Work instructions -
A - Check each statement below against the mailing-list post on SQLite virtual tables. For each one, answer yes or no and quote the exact words from the post that decide it.
(i) The SQLite parse phase builds an abstract syntax tree.
(ii) Native indexes will need to be copied for virtual tables.
(iii) The proposed prototype includes integration into the DBManager.
B - From the mailing-list post on SQLite virtual tables, retype the stretch from "Now for the" through "have a join." without changing a word.
C - Answer these questions using the mailing-list post on SQLite virtual tables.
(i) Which virtual table method should be enough to orient the planner?
(ii) What has to happen before the funding vanishes?
(iii) As what kind of plugin must the work be includable in QGIS?
# start of Source excerpt
[Qgis-developer] QEP/RFC sqlite virtual tables

Hugo Mercier hugo.mercier at oslandia.com
Tue Nov 4 05:36:40 PST 2014


Hi,

Some additional information, after some more digging into sqlite code /
documentation / mailing lists:

* The parsing part of SQLite is private and cannot be requested by an
external program. Moreover, the parse phase directly builds a program,
not an abstract syntax tree. However, a formal grammar is available
(http://www.sqlite.org/syntaxdiagrams.html) and the SQLite license is
very permissive. So, reusing parts of the SQLite parser seems not that
hard and would allow to parse a subset of SQL (only SELECT I guess)

* About indexes on virtual tables, contrary to what I wrote previously,
the xBestIndex() method of virtual tables should be enough to orient the
planner, an estimated cost and estimated number of rows can be returned
for each part of the where clause. So there should be no need to copy
native indexes.
But the provider interface should be extended in order to provide such
statistics.

Now for the more concrete part: we may have a funding for that
development, but a decision has to be taken before this funding vanishes.

So in order to advance on that topic, what we can propose is to develop
a fully functional prototype, as a transition before being added to the
core. It will implement a new data provider, with these user-oriented
features :
* an integration into the DBManager, in order to be able to use SQL on
any layer
* the ability to use a WHERE filter on layers that have a join.

For the code part, a SELECT parser will be proposed, based on SQLite if
possible and performance tests will be developed with different use
cases, allowing to test for the planner performances as well as for the
"data copying" part.

We are willing to develop this as a plugin if it can be included in QGIS
as a c++ plugin. Is there any objection to this ?


Le 30/10/2014 10:32, Hugo Mercier a écrit :
> Hi Martin,
> 
> Thanks for your review.
> 
> Le 29/10/2014 17:34, Martin Dobias a écrit :
>> Hi Hugo!
>>
>> On Tue, Oct 28, 2014 at 6:15 PM, Hugo Mercier <hugo.mercier at oslandia.com> wrote:
>>> are there other opinions ?
>>> Other arguments for one or the other side ?
# end of Source excerpt
# start of Stored records
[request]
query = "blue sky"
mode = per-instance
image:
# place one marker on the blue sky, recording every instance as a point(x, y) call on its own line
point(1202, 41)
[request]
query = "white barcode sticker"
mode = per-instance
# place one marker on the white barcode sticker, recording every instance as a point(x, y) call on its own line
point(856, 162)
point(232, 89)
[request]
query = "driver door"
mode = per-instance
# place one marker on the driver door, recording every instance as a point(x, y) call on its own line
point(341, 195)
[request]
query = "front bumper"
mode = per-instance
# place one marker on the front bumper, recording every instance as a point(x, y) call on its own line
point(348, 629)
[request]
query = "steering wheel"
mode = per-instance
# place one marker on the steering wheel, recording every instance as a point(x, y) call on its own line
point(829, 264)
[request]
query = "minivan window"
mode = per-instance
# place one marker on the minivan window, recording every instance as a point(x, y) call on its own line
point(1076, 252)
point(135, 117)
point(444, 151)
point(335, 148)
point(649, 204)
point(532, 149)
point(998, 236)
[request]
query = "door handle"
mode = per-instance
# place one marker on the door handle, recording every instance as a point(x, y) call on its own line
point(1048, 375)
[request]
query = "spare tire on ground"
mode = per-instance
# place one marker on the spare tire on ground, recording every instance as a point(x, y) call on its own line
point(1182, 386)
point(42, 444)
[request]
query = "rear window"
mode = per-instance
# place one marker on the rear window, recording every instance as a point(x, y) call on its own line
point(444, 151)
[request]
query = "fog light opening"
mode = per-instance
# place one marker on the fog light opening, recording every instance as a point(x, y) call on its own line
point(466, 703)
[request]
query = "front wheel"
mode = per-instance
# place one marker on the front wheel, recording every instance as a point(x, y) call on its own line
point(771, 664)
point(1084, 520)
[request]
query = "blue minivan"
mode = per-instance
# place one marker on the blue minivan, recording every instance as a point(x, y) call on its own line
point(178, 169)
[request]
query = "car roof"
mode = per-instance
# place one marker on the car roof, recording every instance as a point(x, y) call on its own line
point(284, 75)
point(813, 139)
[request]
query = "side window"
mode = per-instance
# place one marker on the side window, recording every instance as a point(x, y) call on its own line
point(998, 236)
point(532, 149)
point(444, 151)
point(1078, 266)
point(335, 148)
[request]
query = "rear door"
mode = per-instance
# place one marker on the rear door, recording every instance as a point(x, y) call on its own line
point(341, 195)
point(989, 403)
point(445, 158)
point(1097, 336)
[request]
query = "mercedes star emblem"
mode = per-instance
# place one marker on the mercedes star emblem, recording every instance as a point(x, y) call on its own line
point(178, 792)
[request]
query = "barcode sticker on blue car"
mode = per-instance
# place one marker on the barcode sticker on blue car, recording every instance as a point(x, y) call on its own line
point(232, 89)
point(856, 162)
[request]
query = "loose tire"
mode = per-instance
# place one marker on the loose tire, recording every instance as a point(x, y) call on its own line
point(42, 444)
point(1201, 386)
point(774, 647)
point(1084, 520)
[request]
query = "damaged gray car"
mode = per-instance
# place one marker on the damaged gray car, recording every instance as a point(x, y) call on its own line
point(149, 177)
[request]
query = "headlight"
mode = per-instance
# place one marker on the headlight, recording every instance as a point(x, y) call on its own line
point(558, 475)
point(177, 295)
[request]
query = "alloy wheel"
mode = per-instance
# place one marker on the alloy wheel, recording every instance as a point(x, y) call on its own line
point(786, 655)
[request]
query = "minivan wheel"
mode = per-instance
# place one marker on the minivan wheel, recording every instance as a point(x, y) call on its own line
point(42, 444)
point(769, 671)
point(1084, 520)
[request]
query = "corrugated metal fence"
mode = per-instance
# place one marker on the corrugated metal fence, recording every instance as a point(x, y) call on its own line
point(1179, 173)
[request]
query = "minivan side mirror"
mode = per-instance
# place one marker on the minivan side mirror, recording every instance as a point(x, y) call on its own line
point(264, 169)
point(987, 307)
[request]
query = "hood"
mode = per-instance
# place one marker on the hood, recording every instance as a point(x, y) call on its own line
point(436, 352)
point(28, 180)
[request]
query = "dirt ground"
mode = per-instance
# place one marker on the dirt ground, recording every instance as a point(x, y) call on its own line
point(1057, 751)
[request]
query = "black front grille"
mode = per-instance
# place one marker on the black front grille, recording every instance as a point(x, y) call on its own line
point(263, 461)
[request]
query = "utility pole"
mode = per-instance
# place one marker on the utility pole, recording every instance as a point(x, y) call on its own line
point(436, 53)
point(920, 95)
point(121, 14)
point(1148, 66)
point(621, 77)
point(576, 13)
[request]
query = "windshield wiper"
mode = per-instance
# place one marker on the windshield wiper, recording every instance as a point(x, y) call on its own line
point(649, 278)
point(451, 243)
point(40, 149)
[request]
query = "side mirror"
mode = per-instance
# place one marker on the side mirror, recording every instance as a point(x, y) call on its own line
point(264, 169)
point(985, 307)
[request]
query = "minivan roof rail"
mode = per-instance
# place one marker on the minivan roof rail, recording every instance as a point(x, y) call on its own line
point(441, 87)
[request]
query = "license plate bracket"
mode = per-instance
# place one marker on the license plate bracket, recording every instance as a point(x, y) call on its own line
# end of Stored records
Answers in order -
A -
(i) No: "the parse phase directly builds a program, not an abstract syntax tree."
(ii) No: "So there should be no need to copy native indexes."
(iii) Yes: "an integration into the DBManager, in order to be able to use SQL on any layer"

B -
Now for the more concrete part: we may have a funding for that
development, but a decision has to be taken before this funding vanishes.

So in order to advance on that topic, what we can propose is to develop
a fully functional prototype, as a transition before being added to the
core. It will implement a new data provider, with these user-oriented
features :
* an integration into the DBManager, in order to be able to use SQL on
any layer
* the ability to use a WHERE filter on layers that have a join.

C -
(i) The xBestIndex() method.
(ii) A decision has to be taken.
(iii) A C++ plugin.